### Linear Models

The first type of supervised learning model that we’ll look at in more detail are linear models, which are a type of features-based model that are very efficient (i.e., can be used with large datasets), but, as the name suggests, are only capable of describing linear relationships between the input and target variables.

Linear models can be used for regression problems (→ the standard linear regression model that you might have already heard of) as well as for classification problems (→ logistic regression, which predicts a probability score between 0 and 1):

Main idea

Prediction is a linear combination of the input features (and intercept $b$):

$f(\mathbf{x}; \mathbf{w}) = b + \langle\mathbf{w}, \mathbf{x}\rangle = b + \sum_{k=1}^d w_k \cdot x_k = \hat{y}$

Linear Regression:
Find $\mathbf{w}$ that minimizes MSE $\| \mathbf{y} - \mathbf{\hat y}\|_2^2$ with $\hat y$ computed as in the formula above.

— Listing —
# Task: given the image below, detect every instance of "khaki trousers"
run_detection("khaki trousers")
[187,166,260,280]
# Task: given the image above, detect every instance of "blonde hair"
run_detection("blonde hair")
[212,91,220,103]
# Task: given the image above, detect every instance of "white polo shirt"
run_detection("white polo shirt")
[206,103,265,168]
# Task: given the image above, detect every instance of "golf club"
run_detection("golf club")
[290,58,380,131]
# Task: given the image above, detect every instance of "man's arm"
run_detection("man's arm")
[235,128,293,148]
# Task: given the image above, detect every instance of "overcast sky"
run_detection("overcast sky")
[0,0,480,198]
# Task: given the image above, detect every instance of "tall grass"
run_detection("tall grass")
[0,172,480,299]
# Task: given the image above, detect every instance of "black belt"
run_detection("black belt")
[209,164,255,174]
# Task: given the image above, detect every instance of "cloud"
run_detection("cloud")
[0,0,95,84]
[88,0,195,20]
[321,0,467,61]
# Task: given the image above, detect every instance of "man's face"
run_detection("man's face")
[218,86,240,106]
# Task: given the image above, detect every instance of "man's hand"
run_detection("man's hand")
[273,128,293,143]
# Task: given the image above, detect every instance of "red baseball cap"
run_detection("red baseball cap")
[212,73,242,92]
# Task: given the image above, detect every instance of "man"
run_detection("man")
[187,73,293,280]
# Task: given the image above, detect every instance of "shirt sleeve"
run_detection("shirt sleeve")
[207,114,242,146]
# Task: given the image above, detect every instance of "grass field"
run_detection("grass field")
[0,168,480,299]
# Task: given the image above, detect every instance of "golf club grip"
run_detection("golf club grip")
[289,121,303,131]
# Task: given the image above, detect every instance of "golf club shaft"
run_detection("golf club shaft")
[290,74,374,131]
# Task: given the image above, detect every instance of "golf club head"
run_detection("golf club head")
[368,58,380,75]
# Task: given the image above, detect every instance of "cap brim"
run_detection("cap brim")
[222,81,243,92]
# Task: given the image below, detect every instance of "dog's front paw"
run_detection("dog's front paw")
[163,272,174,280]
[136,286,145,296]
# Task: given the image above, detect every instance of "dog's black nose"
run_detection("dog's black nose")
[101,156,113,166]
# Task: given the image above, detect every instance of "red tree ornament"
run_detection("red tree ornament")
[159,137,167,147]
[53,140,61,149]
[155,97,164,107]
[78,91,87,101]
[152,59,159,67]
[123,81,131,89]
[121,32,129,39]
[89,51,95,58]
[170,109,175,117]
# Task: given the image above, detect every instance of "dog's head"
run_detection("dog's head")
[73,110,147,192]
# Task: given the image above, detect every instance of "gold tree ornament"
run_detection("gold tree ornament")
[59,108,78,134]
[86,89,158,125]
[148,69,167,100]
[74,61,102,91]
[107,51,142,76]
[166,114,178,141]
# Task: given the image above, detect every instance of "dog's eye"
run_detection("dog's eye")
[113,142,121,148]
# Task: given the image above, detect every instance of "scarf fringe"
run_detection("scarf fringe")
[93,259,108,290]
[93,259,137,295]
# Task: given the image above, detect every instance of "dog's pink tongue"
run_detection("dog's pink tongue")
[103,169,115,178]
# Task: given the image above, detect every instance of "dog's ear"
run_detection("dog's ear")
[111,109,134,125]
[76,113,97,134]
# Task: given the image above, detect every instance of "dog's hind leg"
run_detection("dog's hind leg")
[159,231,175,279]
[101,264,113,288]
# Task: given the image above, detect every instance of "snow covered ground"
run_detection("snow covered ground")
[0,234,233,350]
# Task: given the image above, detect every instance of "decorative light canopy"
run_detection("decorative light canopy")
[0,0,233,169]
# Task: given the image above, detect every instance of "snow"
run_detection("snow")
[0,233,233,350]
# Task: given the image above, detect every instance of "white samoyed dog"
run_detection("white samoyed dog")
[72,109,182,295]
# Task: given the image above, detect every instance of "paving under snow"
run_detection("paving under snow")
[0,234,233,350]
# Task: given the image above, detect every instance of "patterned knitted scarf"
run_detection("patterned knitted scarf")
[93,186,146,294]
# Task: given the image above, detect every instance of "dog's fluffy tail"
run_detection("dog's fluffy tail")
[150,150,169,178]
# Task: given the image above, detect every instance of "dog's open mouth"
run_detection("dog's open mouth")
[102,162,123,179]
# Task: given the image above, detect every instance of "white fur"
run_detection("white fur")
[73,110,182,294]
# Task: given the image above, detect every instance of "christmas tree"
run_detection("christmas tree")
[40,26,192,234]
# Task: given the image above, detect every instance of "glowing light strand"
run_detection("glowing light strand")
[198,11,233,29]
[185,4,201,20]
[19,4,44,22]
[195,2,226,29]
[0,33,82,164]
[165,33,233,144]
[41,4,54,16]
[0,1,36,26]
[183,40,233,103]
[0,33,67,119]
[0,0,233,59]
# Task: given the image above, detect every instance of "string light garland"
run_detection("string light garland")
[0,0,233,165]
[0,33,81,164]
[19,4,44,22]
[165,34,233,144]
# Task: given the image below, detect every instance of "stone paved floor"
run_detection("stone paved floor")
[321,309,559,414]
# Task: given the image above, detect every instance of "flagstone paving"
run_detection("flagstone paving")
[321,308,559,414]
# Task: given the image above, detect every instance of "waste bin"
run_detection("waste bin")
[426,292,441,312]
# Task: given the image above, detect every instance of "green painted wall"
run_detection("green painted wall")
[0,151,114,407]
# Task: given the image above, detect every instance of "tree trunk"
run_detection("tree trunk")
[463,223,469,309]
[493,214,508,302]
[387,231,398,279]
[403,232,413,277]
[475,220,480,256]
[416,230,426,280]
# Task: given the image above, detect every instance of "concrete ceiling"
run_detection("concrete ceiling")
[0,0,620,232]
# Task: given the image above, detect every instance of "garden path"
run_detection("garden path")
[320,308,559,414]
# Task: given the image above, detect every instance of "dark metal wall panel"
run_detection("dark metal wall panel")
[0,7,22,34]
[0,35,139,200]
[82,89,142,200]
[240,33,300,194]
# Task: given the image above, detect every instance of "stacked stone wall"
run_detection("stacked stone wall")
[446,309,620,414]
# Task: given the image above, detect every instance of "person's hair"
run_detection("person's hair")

— Task instructions —
**a)** List every type of model named in the page on linear models.
**b)** Translate this sentence from the page on linear models into Spanish: "The first type of supervised learning model that we’ll look at in more detail are linear models, which are a type of features-based model that are very efficient (i.e., can be used with large datasets), but, as the name suggests, are only capable of describing linear relationships between the input and target variables."
**c)** Carry on the page on linear models from the point where it stops.
The items that come after the page on linear models are separate material.

— Exercise responses —
**a)**
- supervised learning model
- linear models
- features-based model
- standard linear regression model
- logistic regression

**b)** El primer tipo de modelo de aprendizaje supervisado que veremos con más detalle son los modelos lineales, que son un tipo de modelo basado en características muy eficiente (es decir, se pueden usar con conjuntos de datos grandes), pero, como su nombre indica, solo son capaces de describir relaciones lineales entre las variables de entrada y las variables objetivo.

**c)**
Logistic Regression (→ for classification problems!):
Make predictions as

$\sigma\left(b + \langle\mathbf{w}, \mathbf{x}\rangle\right) = \hat y\quad\quad \text{with: } \sigma(z) = \frac{1}{1+e^{-z}} \quad \Rightarrow\; \hat y \in [0, 1]$

where $\sigma(z)$ is the so-called sigmoid (or logistic) function that squeezes the output of the linear model within the interval $[0, 1$] (i.e., the S-curve shown in the plot above).

``from sklearn.linear_model import LinearRegression, LogisticRegression``
Pros
• Linear models are good for small datasets.

• Extensions for nonlinear problems exist ⇒ feature engineering (e.g., including interaction terms), GAMs, etc.

 When a statistician tells you that they did a “polynomial regression” what they really mean is that they did some feature engineering to include new variables like $x_5^2$ and $x_2^3x_7$ and then fitted a linear regression model on this extended set of features. This means the model is still linear in the parameters, i.e., the prediction is still a linear combination of the inputs, but some of the inputs are now polynomial terms computed from the original features.
Careful
• Regularization (to keep $\mathbf{w}$ in check) is often a good idea.

#### Regularization

Motivation: For uncorrelated but noisy data, which model should you choose?

⇒ Regularization = assume no relationship between $x$ and $y$ unless the data strongly suggests otherwise.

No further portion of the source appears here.